Mistakes come in all sizes and flavors. At one extreme, they are dumb and harmless and can be simply erased, just like the wrong answer to a math problem. Remember all those little eraser droppings you brushed and blew off your notebook paper? No harm done. Mistakes easily fixed. Learning happened. Life goes on.
At the other extreme, mistakes can be life threatening, maiming or even cause death. An alcohol-induced car crash, abuse of a loved one, friendly fire, the slip of a surgeon’s knife, the doctor’s prescription for the wrong drug, any of a number of catastrophic bad decisions. They aren’t just mistakes, they are lapses in judgement or skill that may harm or kill a human being. These are the cases where simply learning from mistakes isn’t enough. There must be acknowledgment, and perhaps punishment.
Should any of us be held to higher standards when it comes to making mistakes? Yes, of course. Those who choose to be in positions where their judgements and choices create ramifications for the lives and well-being of others. Presidents of countries and corporations, judges, militaries — and health care professionals. Perhaps others, too.
I raise this point because my google news alerts popped an interesting link int0 my inbox the other day. It’s an article by two Mayo Clinic physicians, a PhD, and a fourth author, called Journal Reporting of Medical Errors: The Wisdom of Solomon, the Bravery of Achilles and the Foolishness of Pan. Only the abstract of the entire article is available — so here’s my disclaimer — either the title and abstract are a bad representation of the article — OR — here are some enlightened doctors with a good start on an enlightened idea, making that idea public.
Drs. Murphy, McEvoy and PhD Oshiro assert that there are good reasons for making medical errors public which benefit both patients and doctors. They state, “The veil of secrecy that surrounds medical errors deprives health-care practitioners of knowledge that may help prevent similar adverse outcomes for patients in the future.”
Their assertion is that just telling an individual patient that a mistake has been made isn’t enough (yes — OK — they may think that happens, but I’d be very surprised if doctors own up to mistakes even half the time). They promote the idea that sharing those errors with colleagues rarely happens now, but sharing those kinds of errors in medical journals would help other doctors avoid the same mistakes. They even go so far as to say there is a way of doing it confidentially while still improving patient safety.

Referring expression data:
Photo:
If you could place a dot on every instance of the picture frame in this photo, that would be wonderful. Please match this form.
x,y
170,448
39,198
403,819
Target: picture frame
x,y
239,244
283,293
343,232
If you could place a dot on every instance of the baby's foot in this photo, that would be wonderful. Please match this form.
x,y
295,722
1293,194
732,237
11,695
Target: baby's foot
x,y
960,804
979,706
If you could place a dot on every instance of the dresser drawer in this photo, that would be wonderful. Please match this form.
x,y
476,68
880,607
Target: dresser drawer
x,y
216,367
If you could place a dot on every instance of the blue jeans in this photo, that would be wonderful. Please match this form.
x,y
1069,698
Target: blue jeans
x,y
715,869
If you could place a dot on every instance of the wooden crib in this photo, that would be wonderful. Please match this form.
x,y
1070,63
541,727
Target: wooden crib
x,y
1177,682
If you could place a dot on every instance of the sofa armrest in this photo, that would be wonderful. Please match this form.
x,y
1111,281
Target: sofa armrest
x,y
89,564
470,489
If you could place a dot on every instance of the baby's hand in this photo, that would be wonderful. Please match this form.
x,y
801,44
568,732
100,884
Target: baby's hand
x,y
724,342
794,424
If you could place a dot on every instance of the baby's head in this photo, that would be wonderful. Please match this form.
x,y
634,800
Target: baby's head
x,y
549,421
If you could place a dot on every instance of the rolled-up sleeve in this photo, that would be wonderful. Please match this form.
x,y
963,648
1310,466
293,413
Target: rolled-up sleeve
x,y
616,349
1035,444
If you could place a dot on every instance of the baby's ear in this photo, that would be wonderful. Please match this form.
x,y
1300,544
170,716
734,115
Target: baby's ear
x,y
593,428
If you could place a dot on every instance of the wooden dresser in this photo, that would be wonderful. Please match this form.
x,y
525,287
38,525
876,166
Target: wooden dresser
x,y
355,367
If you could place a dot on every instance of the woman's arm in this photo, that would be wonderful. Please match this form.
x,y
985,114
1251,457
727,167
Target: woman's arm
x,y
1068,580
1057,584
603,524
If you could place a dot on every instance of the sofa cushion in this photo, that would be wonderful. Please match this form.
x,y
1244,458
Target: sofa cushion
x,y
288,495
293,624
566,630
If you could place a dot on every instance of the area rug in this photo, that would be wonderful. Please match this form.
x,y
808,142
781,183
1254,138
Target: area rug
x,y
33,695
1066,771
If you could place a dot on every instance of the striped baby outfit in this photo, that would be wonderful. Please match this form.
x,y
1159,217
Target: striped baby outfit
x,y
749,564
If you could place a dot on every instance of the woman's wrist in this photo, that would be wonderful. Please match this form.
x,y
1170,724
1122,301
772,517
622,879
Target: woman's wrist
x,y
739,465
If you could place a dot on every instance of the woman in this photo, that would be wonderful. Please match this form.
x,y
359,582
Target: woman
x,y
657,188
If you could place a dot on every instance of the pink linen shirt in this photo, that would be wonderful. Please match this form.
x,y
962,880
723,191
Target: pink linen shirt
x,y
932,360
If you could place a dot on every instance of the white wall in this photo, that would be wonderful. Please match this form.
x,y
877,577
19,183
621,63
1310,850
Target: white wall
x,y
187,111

__To do__:
(1) In the passage on mistakes, what does the veil of secrecy around medical errors deprive health-care practitioners of, according to Murphy, McEvoy and Oshiro?
(2) Proceed with the passage on mistakes by writing what comes after its final sentence.

__Answers to the problems__:
(1) It deprives them of knowledge that may help prevent similar adverse outcomes for patients in the future.

(2)
I give them big “woo hoos!” for a good start. But that’s what it is — just a good start.
I like their idea except the veil of secrecy aspect — pardon me — confidentiality.
I wrote last week about the online publication of malpractice suits against doctors (Malpractice Goes Online). I do believe that public disclosure and easy access to the information is important.
As a patient, I should be able to make choices based on a doctor’s ability to do the job and do it right. If all mistakes become public, then the real cream of physicians would rise to the top. Yes — everyone makes mistakes — but public disclosure would cause doctors to be more diligent in making the right choices. They would likely make fewer mistakes.
With full public disclosure, I think we would find that very few doctors were mistake-less. And honestly — if a doctor has already made a mistake, I know that doctor is very likely going to be much more diligent than s/he was before the mistake was made. Like flying with an airline that has just lost one of its planes and the souls on board — their procedures become instantly and completely buttoned up to prevent more problems. They become the safest airline to fly, especially shortly after the problem. Learning the hard way is an effective teacher.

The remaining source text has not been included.